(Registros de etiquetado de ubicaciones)
────────────────────────────────────────
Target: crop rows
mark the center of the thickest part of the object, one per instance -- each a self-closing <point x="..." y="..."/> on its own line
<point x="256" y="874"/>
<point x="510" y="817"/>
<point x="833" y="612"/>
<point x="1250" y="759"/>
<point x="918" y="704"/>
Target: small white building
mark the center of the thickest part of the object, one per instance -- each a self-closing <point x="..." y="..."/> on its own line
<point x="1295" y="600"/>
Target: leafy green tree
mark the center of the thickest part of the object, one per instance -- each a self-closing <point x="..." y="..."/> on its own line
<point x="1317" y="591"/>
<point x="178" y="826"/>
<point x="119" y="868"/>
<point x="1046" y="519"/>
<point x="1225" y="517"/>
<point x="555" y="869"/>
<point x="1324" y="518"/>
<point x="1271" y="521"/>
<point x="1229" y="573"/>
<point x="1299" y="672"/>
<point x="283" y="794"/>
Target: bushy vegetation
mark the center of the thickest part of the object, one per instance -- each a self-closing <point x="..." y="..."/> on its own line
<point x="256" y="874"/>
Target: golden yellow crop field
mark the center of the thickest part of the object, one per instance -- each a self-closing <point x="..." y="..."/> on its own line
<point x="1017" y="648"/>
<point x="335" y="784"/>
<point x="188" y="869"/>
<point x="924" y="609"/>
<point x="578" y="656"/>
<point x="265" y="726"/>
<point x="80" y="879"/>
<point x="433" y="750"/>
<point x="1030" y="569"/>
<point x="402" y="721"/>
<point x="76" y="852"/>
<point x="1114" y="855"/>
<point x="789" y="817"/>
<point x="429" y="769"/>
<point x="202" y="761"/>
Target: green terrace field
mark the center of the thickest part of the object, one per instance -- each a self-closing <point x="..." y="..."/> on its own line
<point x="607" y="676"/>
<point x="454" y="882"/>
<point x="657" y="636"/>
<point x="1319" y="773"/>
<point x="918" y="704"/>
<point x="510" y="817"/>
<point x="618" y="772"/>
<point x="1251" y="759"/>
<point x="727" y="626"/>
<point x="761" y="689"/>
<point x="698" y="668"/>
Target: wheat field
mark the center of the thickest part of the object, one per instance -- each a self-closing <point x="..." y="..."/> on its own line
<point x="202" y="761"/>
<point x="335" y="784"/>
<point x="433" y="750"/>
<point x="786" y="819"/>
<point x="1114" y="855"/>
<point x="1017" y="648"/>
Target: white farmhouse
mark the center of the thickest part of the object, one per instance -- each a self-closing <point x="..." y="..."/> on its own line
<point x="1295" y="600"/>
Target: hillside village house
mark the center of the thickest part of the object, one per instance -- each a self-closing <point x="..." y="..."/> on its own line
────────────────────────────────────────
- [ENUNCIADO] Reproduce todas las líneas anteriores sin alterar ningún carácter.

- [RESPUESTA COMPLETA]
Target: crop rows
mark the center of the thickest part of the object, one per instance -- each a self-closing <point x="..." y="..."/> on its own line
<point x="256" y="874"/>
<point x="510" y="817"/>
<point x="833" y="612"/>
<point x="1250" y="759"/>
<point x="918" y="704"/>
Target: small white building
mark the center of the thickest part of the object, one per instance -- each a self-closing <point x="..." y="..."/> on its own line
<point x="1295" y="600"/>
Target: leafy green tree
mark the center of the thickest part of the object, one per instance -- each a self-closing <point x="..." y="..."/> on its own line
<point x="1317" y="591"/>
<point x="178" y="826"/>
<point x="119" y="868"/>
<point x="1046" y="519"/>
<point x="1225" y="517"/>
<point x="555" y="869"/>
<point x="1324" y="518"/>
<point x="1271" y="521"/>
<point x="1229" y="573"/>
<point x="1299" y="672"/>
<point x="283" y="794"/>
Target: bushy vegetation
mark the center of the thickest part of the object, one per instance -- each a self-closing <point x="..." y="..."/> on its own line
<point x="256" y="874"/>
Target: golden yellow crop field
mark the center of the thickest part of the object, one per instance -- each a self-closing <point x="..." y="..."/> on its own line
<point x="1017" y="648"/>
<point x="335" y="784"/>
<point x="188" y="869"/>
<point x="924" y="609"/>
<point x="578" y="656"/>
<point x="265" y="726"/>
<point x="80" y="879"/>
<point x="433" y="750"/>
<point x="1030" y="569"/>
<point x="402" y="721"/>
<point x="76" y="852"/>
<point x="1114" y="855"/>
<point x="789" y="817"/>
<point x="429" y="769"/>
<point x="202" y="761"/>
Target: green terrace field
mark the center of the thickest part of the object, one per instance -- each a self-closing <point x="..." y="..."/> on its own line
<point x="607" y="676"/>
<point x="454" y="882"/>
<point x="657" y="636"/>
<point x="1319" y="773"/>
<point x="918" y="704"/>
<point x="510" y="817"/>
<point x="618" y="772"/>
<point x="1251" y="759"/>
<point x="727" y="626"/>
<point x="761" y="689"/>
<point x="698" y="668"/>
Target: wheat field
mark the center of the thickest part of the object, one per instance -- each a self-closing <point x="..." y="..."/> on its own line
<point x="202" y="761"/>
<point x="335" y="784"/>
<point x="433" y="750"/>
<point x="786" y="819"/>
<point x="1114" y="855"/>
<point x="1017" y="648"/>
Target: white farmhouse
mark the center of the thickest part of the object, one per instance -- each a self-closing <point x="..." y="..."/> on its own line
<point x="1295" y="600"/>
Target: hillside village house
mark the center of the thickest part of the object, one per instance -- each a self-closing <point x="..." y="..."/> on its own line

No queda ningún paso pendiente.